### Direction:
Copy the lines of the listing below, starting at the line that contains "spot red design on shirt | bbox" and ending at the line that contains "(182, 170), (307, 347)", with both of those lines included. Leave the pictures out of your copy.

### Input:
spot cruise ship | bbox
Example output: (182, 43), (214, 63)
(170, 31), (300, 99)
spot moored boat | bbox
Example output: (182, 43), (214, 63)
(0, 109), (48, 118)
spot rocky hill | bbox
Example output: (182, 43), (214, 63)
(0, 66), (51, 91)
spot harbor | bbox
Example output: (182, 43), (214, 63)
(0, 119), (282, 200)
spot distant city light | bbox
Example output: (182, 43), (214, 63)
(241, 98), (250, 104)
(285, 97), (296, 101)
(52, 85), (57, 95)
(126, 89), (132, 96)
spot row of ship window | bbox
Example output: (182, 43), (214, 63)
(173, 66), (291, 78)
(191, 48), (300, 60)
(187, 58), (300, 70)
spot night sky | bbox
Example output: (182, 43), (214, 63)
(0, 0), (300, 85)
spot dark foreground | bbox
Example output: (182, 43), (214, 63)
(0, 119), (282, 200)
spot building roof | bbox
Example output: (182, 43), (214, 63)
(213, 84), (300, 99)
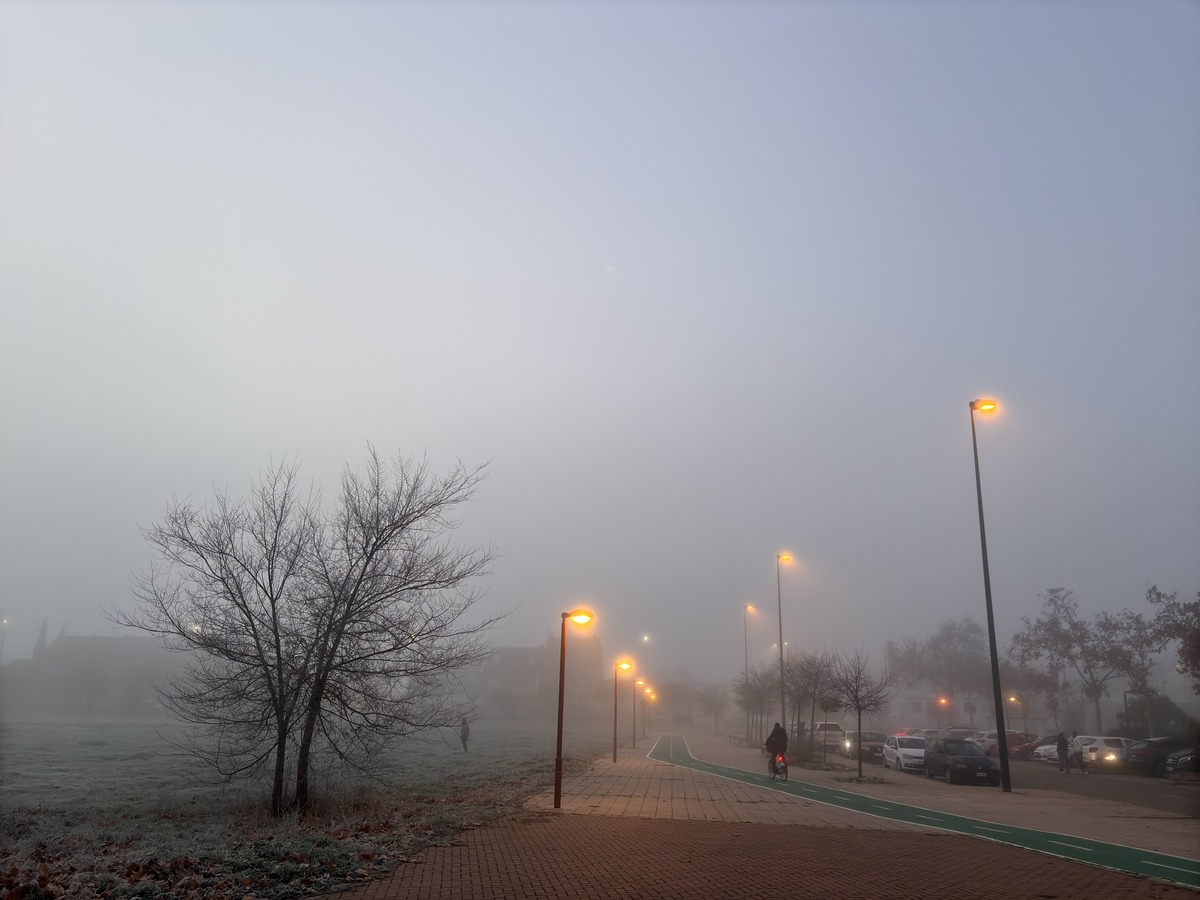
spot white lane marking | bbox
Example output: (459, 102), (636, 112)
(1138, 859), (1196, 877)
(1046, 841), (1096, 853)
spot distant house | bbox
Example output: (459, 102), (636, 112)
(0, 635), (181, 719)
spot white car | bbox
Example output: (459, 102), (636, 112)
(883, 734), (929, 772)
(1084, 737), (1134, 772)
(1030, 744), (1058, 762)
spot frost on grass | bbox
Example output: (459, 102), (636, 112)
(0, 728), (600, 900)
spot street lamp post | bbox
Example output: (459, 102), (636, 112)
(612, 659), (634, 762)
(775, 553), (792, 731)
(971, 400), (1013, 793)
(554, 610), (593, 809)
(629, 678), (646, 750)
(742, 604), (754, 740)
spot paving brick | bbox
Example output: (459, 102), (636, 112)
(326, 737), (1200, 900)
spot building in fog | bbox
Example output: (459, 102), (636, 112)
(0, 625), (180, 720)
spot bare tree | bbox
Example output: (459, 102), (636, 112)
(1096, 610), (1166, 737)
(106, 462), (317, 816)
(733, 665), (779, 743)
(887, 616), (991, 725)
(829, 650), (893, 778)
(1146, 586), (1200, 694)
(296, 449), (494, 812)
(1009, 588), (1121, 734)
(109, 449), (494, 816)
(784, 653), (832, 752)
(700, 683), (730, 734)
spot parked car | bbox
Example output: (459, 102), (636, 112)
(925, 738), (1000, 785)
(930, 725), (983, 740)
(974, 731), (1030, 756)
(841, 731), (888, 761)
(1008, 734), (1058, 760)
(1082, 737), (1134, 772)
(883, 734), (929, 772)
(1112, 737), (1190, 775)
(1030, 738), (1058, 762)
(1163, 746), (1200, 775)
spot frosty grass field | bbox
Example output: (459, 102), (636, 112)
(0, 719), (605, 900)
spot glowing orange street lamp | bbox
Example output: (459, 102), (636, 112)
(612, 659), (634, 762)
(554, 610), (595, 809)
(971, 400), (1013, 793)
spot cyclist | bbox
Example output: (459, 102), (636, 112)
(767, 722), (787, 772)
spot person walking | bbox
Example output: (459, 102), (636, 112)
(1055, 731), (1070, 775)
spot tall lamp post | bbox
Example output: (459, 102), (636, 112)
(554, 610), (593, 809)
(742, 604), (754, 740)
(630, 678), (646, 750)
(775, 553), (792, 731)
(612, 659), (634, 762)
(971, 400), (1013, 793)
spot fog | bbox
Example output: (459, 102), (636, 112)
(0, 2), (1200, 696)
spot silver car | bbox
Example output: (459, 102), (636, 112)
(883, 734), (929, 772)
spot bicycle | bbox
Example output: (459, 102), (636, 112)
(767, 754), (787, 781)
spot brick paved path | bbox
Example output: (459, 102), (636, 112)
(333, 814), (1196, 900)
(337, 740), (1200, 900)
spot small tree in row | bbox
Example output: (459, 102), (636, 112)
(829, 650), (893, 778)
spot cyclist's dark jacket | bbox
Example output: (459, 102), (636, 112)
(767, 726), (787, 754)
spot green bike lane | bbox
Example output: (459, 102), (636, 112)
(648, 734), (1200, 889)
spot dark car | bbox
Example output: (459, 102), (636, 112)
(1105, 737), (1190, 775)
(1163, 746), (1200, 775)
(841, 731), (888, 762)
(1008, 734), (1058, 760)
(925, 738), (1000, 785)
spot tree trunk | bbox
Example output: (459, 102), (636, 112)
(856, 709), (863, 781)
(271, 724), (288, 818)
(296, 680), (325, 816)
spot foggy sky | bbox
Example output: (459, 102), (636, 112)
(0, 1), (1200, 679)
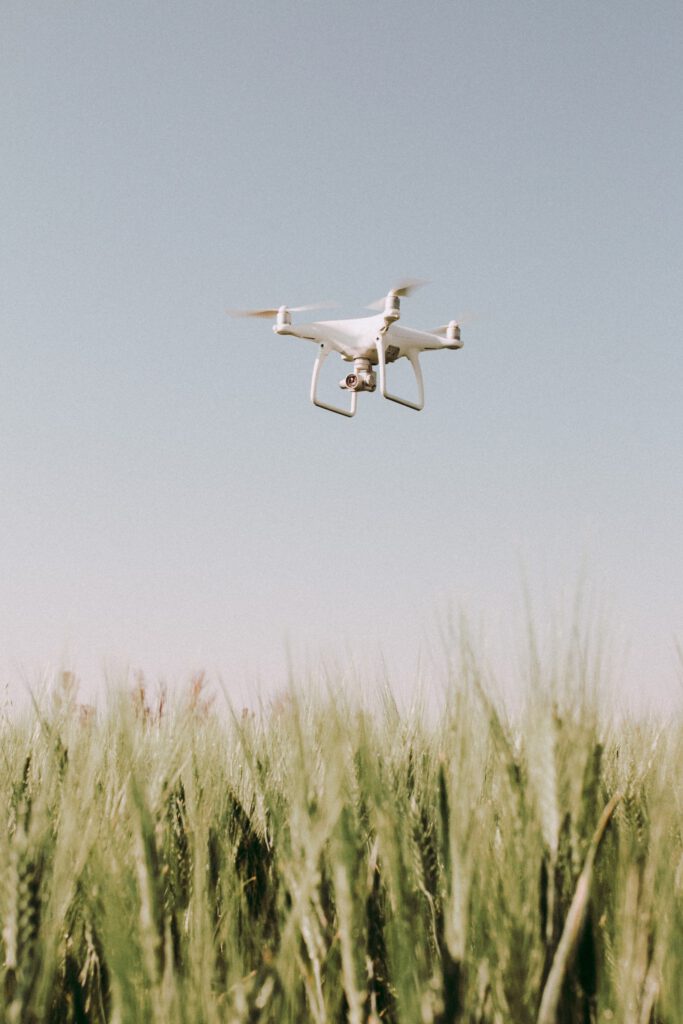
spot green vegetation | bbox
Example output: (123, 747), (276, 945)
(0, 651), (683, 1024)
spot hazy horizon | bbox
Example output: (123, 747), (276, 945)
(0, 0), (683, 700)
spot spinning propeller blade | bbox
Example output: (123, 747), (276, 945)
(225, 302), (337, 319)
(368, 278), (429, 311)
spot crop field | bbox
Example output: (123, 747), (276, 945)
(0, 651), (683, 1024)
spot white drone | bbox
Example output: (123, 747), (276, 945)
(228, 281), (463, 416)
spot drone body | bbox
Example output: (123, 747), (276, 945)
(234, 282), (463, 417)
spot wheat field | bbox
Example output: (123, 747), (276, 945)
(0, 652), (683, 1024)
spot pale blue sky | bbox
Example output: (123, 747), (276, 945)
(0, 0), (683, 704)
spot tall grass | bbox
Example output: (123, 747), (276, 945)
(0, 652), (683, 1024)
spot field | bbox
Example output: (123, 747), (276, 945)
(0, 647), (683, 1024)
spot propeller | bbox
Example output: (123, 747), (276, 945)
(225, 302), (337, 319)
(368, 278), (429, 312)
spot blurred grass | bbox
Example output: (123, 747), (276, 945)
(0, 636), (683, 1024)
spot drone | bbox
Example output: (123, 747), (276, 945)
(228, 280), (463, 417)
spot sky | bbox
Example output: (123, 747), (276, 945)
(0, 0), (683, 699)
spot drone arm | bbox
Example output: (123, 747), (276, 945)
(310, 344), (357, 417)
(375, 333), (425, 413)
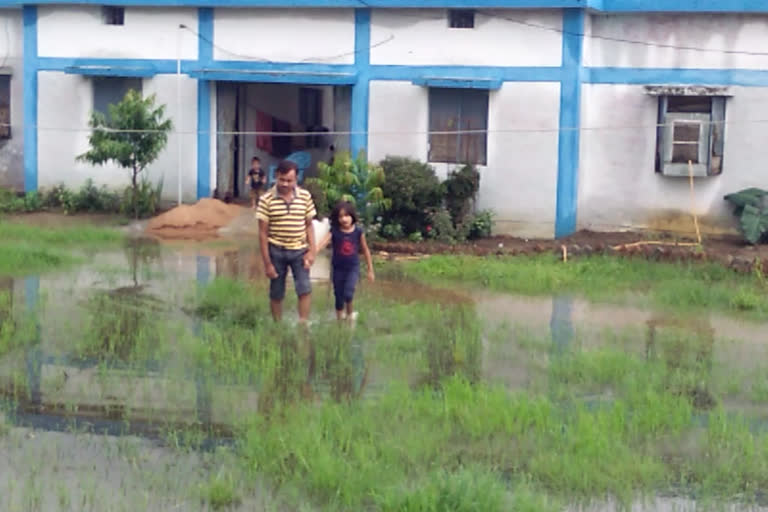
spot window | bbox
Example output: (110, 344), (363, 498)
(0, 75), (11, 139)
(101, 5), (125, 25)
(448, 9), (475, 28)
(656, 95), (725, 177)
(93, 76), (141, 116)
(429, 88), (488, 165)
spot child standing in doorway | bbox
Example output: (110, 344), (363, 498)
(318, 201), (375, 320)
(250, 156), (264, 209)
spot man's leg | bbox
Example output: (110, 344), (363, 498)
(291, 251), (312, 323)
(269, 246), (288, 322)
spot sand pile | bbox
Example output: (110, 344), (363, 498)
(147, 198), (245, 240)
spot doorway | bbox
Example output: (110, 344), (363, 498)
(215, 82), (352, 201)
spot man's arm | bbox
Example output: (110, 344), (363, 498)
(256, 196), (277, 279)
(304, 219), (317, 268)
(259, 219), (277, 279)
(304, 192), (317, 268)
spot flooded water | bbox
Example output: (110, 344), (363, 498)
(0, 241), (768, 510)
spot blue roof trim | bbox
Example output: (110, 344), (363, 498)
(411, 78), (503, 90)
(64, 66), (157, 78)
(188, 69), (357, 85)
(349, 9), (371, 156)
(555, 9), (585, 238)
(604, 0), (768, 12)
(37, 57), (199, 76)
(0, 0), (593, 9)
(370, 65), (562, 82)
(196, 8), (215, 199)
(584, 68), (768, 87)
(22, 5), (38, 192)
(6, 0), (768, 13)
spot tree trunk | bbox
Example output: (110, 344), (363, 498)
(131, 164), (139, 220)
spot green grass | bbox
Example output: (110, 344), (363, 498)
(383, 255), (768, 318)
(0, 219), (125, 276)
(4, 262), (768, 512)
(178, 280), (768, 511)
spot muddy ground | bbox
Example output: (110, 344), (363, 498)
(6, 210), (768, 272)
(371, 231), (768, 271)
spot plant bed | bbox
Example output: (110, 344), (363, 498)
(371, 230), (768, 272)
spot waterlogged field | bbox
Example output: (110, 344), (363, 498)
(0, 218), (768, 511)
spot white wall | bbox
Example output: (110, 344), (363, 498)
(578, 85), (768, 232)
(0, 9), (24, 190)
(37, 5), (198, 59)
(478, 82), (560, 238)
(368, 81), (560, 238)
(38, 72), (197, 201)
(371, 9), (562, 66)
(584, 13), (768, 69)
(213, 9), (355, 64)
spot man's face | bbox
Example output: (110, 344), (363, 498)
(277, 169), (296, 194)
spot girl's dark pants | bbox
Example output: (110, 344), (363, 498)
(331, 265), (360, 311)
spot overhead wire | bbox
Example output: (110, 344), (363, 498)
(0, 119), (768, 137)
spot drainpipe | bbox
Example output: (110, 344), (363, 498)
(176, 24), (187, 205)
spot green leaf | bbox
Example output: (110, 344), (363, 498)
(740, 204), (768, 244)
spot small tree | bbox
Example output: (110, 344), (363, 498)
(306, 151), (392, 226)
(77, 90), (173, 218)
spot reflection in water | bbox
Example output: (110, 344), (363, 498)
(646, 314), (715, 409)
(0, 243), (762, 446)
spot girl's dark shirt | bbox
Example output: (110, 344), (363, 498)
(331, 225), (363, 269)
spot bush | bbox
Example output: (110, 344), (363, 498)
(0, 188), (24, 213)
(443, 164), (480, 226)
(39, 178), (120, 214)
(303, 179), (331, 220)
(120, 179), (163, 219)
(724, 187), (768, 244)
(306, 151), (392, 225)
(381, 157), (442, 233)
(467, 210), (493, 240)
(381, 224), (405, 240)
(428, 207), (457, 243)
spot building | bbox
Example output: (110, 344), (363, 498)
(0, 0), (768, 237)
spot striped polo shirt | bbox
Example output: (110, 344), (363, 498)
(256, 187), (317, 249)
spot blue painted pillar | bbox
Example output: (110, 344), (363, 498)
(555, 9), (585, 238)
(349, 9), (371, 157)
(22, 5), (37, 192)
(197, 7), (213, 199)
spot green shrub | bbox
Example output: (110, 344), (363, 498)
(302, 179), (331, 219)
(306, 151), (392, 225)
(0, 188), (24, 213)
(381, 157), (442, 233)
(408, 231), (424, 242)
(428, 207), (457, 243)
(120, 179), (163, 219)
(443, 164), (480, 226)
(467, 210), (493, 240)
(381, 224), (405, 240)
(724, 187), (768, 244)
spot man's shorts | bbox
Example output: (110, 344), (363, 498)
(269, 244), (312, 300)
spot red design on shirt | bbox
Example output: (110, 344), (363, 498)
(339, 239), (355, 256)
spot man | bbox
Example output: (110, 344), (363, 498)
(256, 160), (317, 323)
(245, 156), (265, 208)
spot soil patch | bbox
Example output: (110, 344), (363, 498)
(146, 198), (243, 241)
(371, 231), (768, 272)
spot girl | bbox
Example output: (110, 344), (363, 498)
(318, 201), (375, 320)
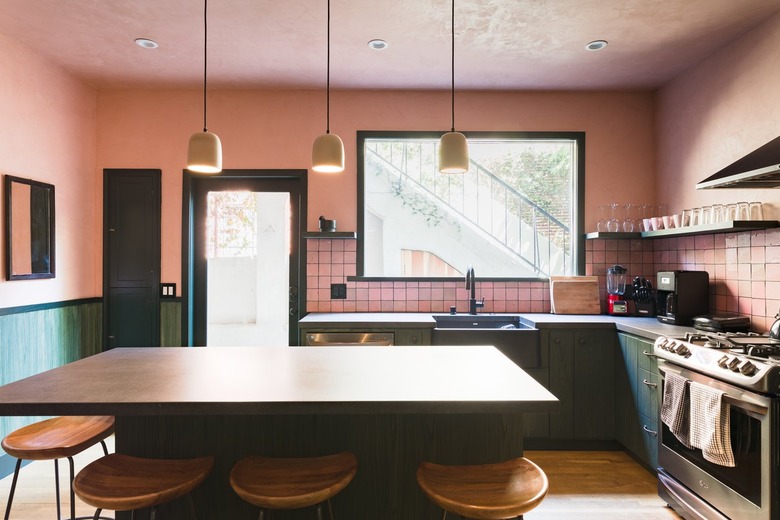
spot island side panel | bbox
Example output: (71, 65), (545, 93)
(116, 413), (523, 520)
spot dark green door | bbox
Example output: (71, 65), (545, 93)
(103, 169), (161, 350)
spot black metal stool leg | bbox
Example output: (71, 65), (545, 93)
(68, 457), (76, 520)
(5, 459), (22, 520)
(187, 493), (198, 520)
(54, 459), (62, 520)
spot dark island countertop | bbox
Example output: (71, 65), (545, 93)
(0, 346), (557, 415)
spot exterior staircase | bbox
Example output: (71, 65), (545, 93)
(365, 138), (572, 277)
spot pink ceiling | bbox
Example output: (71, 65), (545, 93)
(0, 0), (780, 90)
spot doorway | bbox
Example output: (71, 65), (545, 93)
(182, 170), (307, 347)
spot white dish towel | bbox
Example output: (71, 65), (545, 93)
(661, 372), (691, 448)
(690, 381), (735, 468)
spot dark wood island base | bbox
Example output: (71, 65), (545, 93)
(0, 346), (558, 520)
(116, 414), (523, 520)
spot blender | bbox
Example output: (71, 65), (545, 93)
(607, 265), (628, 316)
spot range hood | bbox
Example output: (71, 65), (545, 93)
(696, 137), (780, 190)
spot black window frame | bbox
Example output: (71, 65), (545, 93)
(348, 130), (585, 282)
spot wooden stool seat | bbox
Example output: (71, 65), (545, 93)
(0, 416), (114, 520)
(2, 416), (114, 460)
(417, 457), (549, 520)
(230, 451), (357, 509)
(73, 453), (214, 511)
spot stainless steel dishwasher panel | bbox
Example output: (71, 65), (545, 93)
(306, 332), (395, 347)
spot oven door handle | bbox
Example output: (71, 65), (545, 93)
(658, 363), (769, 415)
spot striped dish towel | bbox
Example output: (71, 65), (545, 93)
(661, 372), (691, 448)
(690, 381), (735, 468)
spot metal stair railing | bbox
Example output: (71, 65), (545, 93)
(366, 138), (571, 276)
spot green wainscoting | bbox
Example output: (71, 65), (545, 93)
(0, 298), (103, 437)
(160, 298), (181, 347)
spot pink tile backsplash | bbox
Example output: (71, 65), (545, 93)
(306, 229), (780, 332)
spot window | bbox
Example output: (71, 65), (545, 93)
(357, 132), (585, 279)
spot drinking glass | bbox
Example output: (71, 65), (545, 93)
(623, 204), (640, 233)
(736, 202), (750, 220)
(607, 202), (623, 231)
(725, 204), (737, 222)
(701, 206), (712, 224)
(712, 204), (726, 224)
(680, 209), (693, 226)
(748, 202), (764, 220)
(596, 204), (609, 231)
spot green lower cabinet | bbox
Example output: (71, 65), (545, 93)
(615, 332), (661, 469)
(395, 329), (431, 346)
(526, 329), (615, 447)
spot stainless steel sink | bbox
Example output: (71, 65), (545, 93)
(433, 314), (533, 330)
(432, 314), (541, 368)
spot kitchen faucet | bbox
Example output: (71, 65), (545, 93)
(466, 266), (485, 314)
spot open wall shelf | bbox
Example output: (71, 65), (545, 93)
(585, 220), (778, 240)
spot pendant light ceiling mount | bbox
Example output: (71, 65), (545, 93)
(187, 0), (222, 174)
(439, 0), (469, 173)
(311, 0), (344, 173)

### Result of the exercise:
spot red design on shirt | bbox
Example output: (110, 344), (363, 498)
(339, 239), (355, 256)
spot man | bbox
Example output: (110, 344), (363, 498)
(256, 160), (317, 323)
(245, 156), (265, 208)
spot soil patch | bbox
Example output: (110, 344), (363, 498)
(146, 198), (243, 241)
(371, 231), (768, 272)
spot girl | bbox
Example output: (110, 344), (363, 498)
(318, 201), (375, 320)
spot island side panel | bbox
Example output: (71, 65), (545, 93)
(116, 413), (523, 520)
spot dark green door | bbox
Example output: (71, 65), (545, 93)
(103, 169), (161, 350)
spot black metal stool leg | bbox
Example output: (71, 65), (545, 93)
(68, 457), (76, 520)
(5, 459), (22, 520)
(187, 493), (198, 520)
(54, 459), (62, 520)
spot dark island countertop | bbox
Example output: (71, 65), (545, 93)
(0, 346), (557, 415)
spot exterior staircase | bbox
Example output: (71, 65), (545, 93)
(365, 138), (572, 277)
spot pink ceiling | bbox
Example output: (71, 65), (545, 93)
(0, 0), (780, 90)
spot doorway | bbox
Example output: (71, 65), (545, 93)
(182, 170), (307, 347)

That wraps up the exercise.